## start
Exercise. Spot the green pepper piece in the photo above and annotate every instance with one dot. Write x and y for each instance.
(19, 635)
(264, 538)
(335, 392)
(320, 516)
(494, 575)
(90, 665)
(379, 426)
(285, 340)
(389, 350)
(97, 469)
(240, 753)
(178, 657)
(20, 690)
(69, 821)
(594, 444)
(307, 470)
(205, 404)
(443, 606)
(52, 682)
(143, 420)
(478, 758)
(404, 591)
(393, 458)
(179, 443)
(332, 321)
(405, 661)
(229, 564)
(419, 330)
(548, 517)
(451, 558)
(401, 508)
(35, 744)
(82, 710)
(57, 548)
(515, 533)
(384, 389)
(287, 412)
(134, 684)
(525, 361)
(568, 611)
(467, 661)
## end
## start
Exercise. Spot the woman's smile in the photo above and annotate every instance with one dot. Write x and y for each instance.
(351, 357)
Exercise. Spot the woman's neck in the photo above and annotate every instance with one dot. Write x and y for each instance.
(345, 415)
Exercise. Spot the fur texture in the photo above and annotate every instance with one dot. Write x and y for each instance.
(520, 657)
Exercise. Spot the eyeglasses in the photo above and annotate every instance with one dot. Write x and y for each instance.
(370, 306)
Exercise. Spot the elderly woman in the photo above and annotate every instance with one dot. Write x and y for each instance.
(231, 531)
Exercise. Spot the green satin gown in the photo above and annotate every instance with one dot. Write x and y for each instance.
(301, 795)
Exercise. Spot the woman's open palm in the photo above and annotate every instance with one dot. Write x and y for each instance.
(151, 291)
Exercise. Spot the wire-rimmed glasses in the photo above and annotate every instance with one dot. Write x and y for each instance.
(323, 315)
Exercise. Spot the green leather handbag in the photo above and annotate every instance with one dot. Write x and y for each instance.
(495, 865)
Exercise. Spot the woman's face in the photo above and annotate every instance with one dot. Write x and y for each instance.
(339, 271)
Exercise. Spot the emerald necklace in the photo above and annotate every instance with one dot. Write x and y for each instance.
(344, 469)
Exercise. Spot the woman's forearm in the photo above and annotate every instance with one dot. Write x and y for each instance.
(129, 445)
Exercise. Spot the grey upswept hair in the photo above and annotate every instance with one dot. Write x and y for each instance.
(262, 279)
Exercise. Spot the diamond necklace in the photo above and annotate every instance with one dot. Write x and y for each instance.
## end
## start
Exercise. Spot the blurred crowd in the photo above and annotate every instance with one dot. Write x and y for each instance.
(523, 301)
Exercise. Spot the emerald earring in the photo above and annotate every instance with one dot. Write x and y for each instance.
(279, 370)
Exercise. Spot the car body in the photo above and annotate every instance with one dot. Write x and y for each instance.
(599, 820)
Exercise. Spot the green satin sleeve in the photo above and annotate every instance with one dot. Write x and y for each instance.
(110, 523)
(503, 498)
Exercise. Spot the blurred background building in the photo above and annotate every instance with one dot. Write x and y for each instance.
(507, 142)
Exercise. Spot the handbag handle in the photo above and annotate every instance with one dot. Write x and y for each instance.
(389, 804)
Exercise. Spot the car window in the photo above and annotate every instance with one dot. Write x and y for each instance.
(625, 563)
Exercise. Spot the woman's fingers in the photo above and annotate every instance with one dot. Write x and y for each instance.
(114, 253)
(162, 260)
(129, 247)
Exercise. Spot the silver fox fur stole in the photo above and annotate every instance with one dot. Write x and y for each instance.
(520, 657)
## end
Please reproduce word for word the part of the material above that opens with the line containing "Exercise. Spot the grey" and closes with the line containing "Exercise. Spot the diamond", with both of those lines included.

## Output for this task
Exercise. Spot the grey upswept hair in the photo above and annotate every instance with one dot. Write x and y for each instance.
(262, 279)
Exercise. Spot the diamond necklace in the photo above and annotate every instance with one dot. Write x and y for each instance.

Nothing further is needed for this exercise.